◆ Textauszug
──────────

Eher anders herum, eine WaKü ist weitaus leiser als ein Luftkühler. Zumindest eine Custom WaKü.
Die meisten AiO WaKüs haben jedoch eher schlechte Lüfter verbaut und sind nicht bedeutend besser als ein guter Luftkühler.

Ich würde dann eher gleich ein Set von EK nehmen. Kostet mehr ( logisch, weil eigentlich eine Custom WaKü), 
leistet  aber auch mehr und ist vollständig erweiterbar: 

EK Water Blocks EK-KIT L240 R2.0 Preisvergleich | Geizhals Deutschland

EK Water Blocks EK-KIT L360 R2.0 Preisvergleich | Geizhals Deutschland


----------



## Chimera (23. Mai 2016)

*AW: Cpu Wasserkühlung oder doch ein Towerlüfter?*



Soulsnap schrieb:


> Eher anders herum, eine WaKü ist weitaus leiser als ein Luftkühler. Zumindest eine Custom WaKü.
> Die meisten AiO WaKüs haben jedoch eher schlechte Lüfter verbaut und sind nicht bedeutend besser als ein guter Luftkühler.
> 
> Ich würde dann eher gleich ein Set von EK nehmen. Kostet mehr ( logisch, weil eigentlich eine Custom WaKü),
> ...




Wobei man schon sagen muss, dass auch die Fractal nicht grad ne schlechte ist: Fractal Design Kelvin S24 Wasserkühlung im Test | Review | HardwareOverclock.com. Vorallem basiert sie nicht auf dem gleichen Modell wie die Raijintek & Co., ist aber trotzdem erweiterbar. Wenn es eher ne DIY Wakü sein soll, wäre ja auch das günstige Kit von XSPC ne Möglichkeit: XSPC RayStorm 420 EX240 WaterCooling Kit Preisvergleich | Geizhals Deutschland oder das Phobya 240LT Set: Phobya Pure Performance Kit 240LT Preisvergleich | Geizhals Deutschland oder das Alphacool Nexxxos 240LT: http://geizhals.de/alphacool-nexxxos-cool-answer-240-lt-st-40187-11059-a808646.html?hloc=de. Alle günstiger als die EKWB, dafür halt noch nicht aufgebaut 
Bzgl. der Lüfis muss ich dir aber klar zustimmen: die beiden Turbinen meiner Cryorig A80 hät ich der Lufthansa als Nottriebwerke verkaufen können  Aber die Pumpe selbst, die ist erstaunlicherweise nicht störend wahrnehmbar. Hatte erst Angst, dass wegen den Silent Wings Gehäuselüfis die Pumpe sicher zu hören sei (zumal mein F31 oben recht gitterig offen ist), doch bis jetzt nada. Mal gucken, wie es in nem Jahr ist


----------



## Pladdaah (23. Mai 2016)

*AW: Cpu Wasserkühlung oder doch ein Towerlüfter?*

wie schon mehrmals gesagt, ein Ben Nevis oder dergleichen reicht allemals. Ich habe den matt-schwarz lackiert, damit er besser zum Rest passt und jetzt hält er meinen Xeon schön kühl


----------

──────────

◆ Aufgeführte Einträge
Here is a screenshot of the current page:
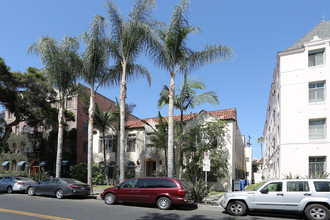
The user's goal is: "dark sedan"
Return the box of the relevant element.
[27,178,90,199]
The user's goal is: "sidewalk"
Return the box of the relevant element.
[91,189,223,207]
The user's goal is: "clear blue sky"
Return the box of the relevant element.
[0,0,330,158]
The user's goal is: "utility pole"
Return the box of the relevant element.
[247,135,251,147]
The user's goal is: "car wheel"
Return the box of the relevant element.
[104,193,116,205]
[227,201,246,216]
[28,187,34,196]
[7,186,13,193]
[157,197,172,210]
[304,204,329,220]
[56,189,63,199]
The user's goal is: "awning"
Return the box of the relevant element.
[2,160,9,166]
[62,160,70,167]
[17,161,25,166]
[39,160,48,167]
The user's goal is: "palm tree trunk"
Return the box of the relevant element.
[167,71,175,178]
[87,85,95,192]
[103,131,109,185]
[119,61,126,182]
[56,103,64,178]
[179,108,183,178]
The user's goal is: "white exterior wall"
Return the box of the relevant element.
[264,37,330,179]
[244,147,253,184]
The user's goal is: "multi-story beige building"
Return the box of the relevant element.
[263,21,330,179]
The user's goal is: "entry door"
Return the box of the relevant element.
[116,179,137,202]
[146,160,156,176]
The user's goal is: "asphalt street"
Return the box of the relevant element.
[0,193,303,220]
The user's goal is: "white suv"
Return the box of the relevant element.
[220,179,330,220]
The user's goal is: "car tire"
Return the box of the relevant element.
[104,193,116,205]
[7,186,13,193]
[28,187,35,196]
[157,197,172,210]
[226,201,247,216]
[55,189,64,199]
[304,204,329,220]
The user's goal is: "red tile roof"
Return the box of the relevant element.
[125,108,236,128]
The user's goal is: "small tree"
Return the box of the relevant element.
[252,160,260,173]
[182,119,229,198]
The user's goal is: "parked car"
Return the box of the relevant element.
[27,178,90,199]
[220,179,330,220]
[100,177,194,210]
[0,176,35,193]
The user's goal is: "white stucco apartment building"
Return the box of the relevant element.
[93,108,248,191]
[263,20,330,180]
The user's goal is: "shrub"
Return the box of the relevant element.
[30,172,49,182]
[188,179,214,202]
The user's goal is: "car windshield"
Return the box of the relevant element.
[62,178,85,184]
[252,182,265,191]
[15,177,33,181]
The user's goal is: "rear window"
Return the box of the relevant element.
[62,178,85,184]
[178,179,190,190]
[287,181,309,192]
[314,181,330,192]
[136,179,177,188]
[16,177,33,181]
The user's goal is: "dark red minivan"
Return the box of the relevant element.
[101,177,194,210]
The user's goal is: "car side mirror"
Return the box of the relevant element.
[260,188,268,194]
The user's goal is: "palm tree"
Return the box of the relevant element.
[94,104,116,185]
[106,0,155,182]
[258,137,264,158]
[158,72,219,173]
[28,36,81,178]
[148,0,232,177]
[82,15,116,187]
[142,112,168,175]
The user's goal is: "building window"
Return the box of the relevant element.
[308,49,324,67]
[64,139,71,152]
[309,119,325,140]
[66,98,72,109]
[99,136,117,153]
[309,82,325,102]
[8,112,14,119]
[125,161,135,179]
[127,134,136,152]
[309,157,326,176]
[84,121,88,133]
[23,125,30,134]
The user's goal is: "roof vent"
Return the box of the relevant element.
[311,35,320,41]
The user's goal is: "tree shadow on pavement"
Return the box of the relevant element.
[137,213,213,220]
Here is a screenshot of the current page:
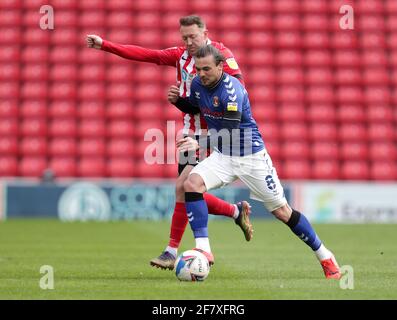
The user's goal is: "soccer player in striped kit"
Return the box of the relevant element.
[87,16,253,270]
[168,45,341,279]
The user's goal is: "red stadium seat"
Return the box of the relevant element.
[302,12,330,32]
[276,31,302,49]
[306,102,336,122]
[360,30,387,50]
[106,10,136,28]
[336,86,364,103]
[363,68,390,86]
[369,141,397,161]
[107,138,135,158]
[0,81,18,100]
[20,100,47,118]
[78,100,105,120]
[19,138,47,156]
[108,120,135,139]
[306,85,335,103]
[365,86,391,104]
[21,63,49,82]
[309,123,338,142]
[273,0,300,13]
[49,45,77,64]
[258,121,281,142]
[367,104,393,123]
[339,123,367,142]
[305,67,334,85]
[22,28,50,45]
[21,81,48,99]
[79,119,106,138]
[134,102,165,120]
[0,155,18,177]
[244,12,273,31]
[106,64,134,82]
[48,138,77,158]
[304,49,333,67]
[277,85,305,103]
[79,64,106,82]
[0,99,18,119]
[0,63,20,81]
[361,49,386,68]
[0,118,19,137]
[265,139,281,162]
[303,29,330,49]
[0,137,18,156]
[48,100,76,119]
[277,67,303,85]
[281,122,308,141]
[281,160,312,180]
[335,68,362,86]
[275,49,303,68]
[281,141,310,160]
[370,161,397,181]
[273,12,301,31]
[107,82,135,100]
[278,102,306,123]
[77,157,107,178]
[20,118,47,137]
[78,138,106,157]
[311,159,340,180]
[50,118,77,138]
[106,101,134,120]
[107,158,135,178]
[341,160,370,180]
[340,142,368,160]
[333,49,362,68]
[135,160,164,178]
[337,104,366,122]
[368,123,396,142]
[49,82,77,100]
[311,141,339,161]
[78,81,106,101]
[19,156,47,178]
[49,157,77,178]
[50,64,77,81]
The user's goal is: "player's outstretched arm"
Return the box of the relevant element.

──────────

◆ Aufgaben
a. Schreiben Sie aus dem Forenauszug zur CPU-Kühlung den Abschnitt von „EK Water Blocks EK-KIT L240“ bis einschließlich „Chimera (23. Mai 2016)“ wortgetreu ab.
b. Was für Lüfter haben die meisten AiO-WaKüs laut dem Forenauszug zur CPU-Kühlung verbaut?

◆ Die Lösungen
a.
EK Water Blocks EK-KIT L240 R2.0 Preisvergleich | Geizhals Deutschland

EK Water Blocks EK-KIT L360 R2.0 Preisvergleich | Geizhals Deutschland


----------



## Chimera (23. Mai 2016)

b. Die meisten AiO-WaKüs haben eher schlechte Lüfter verbaut.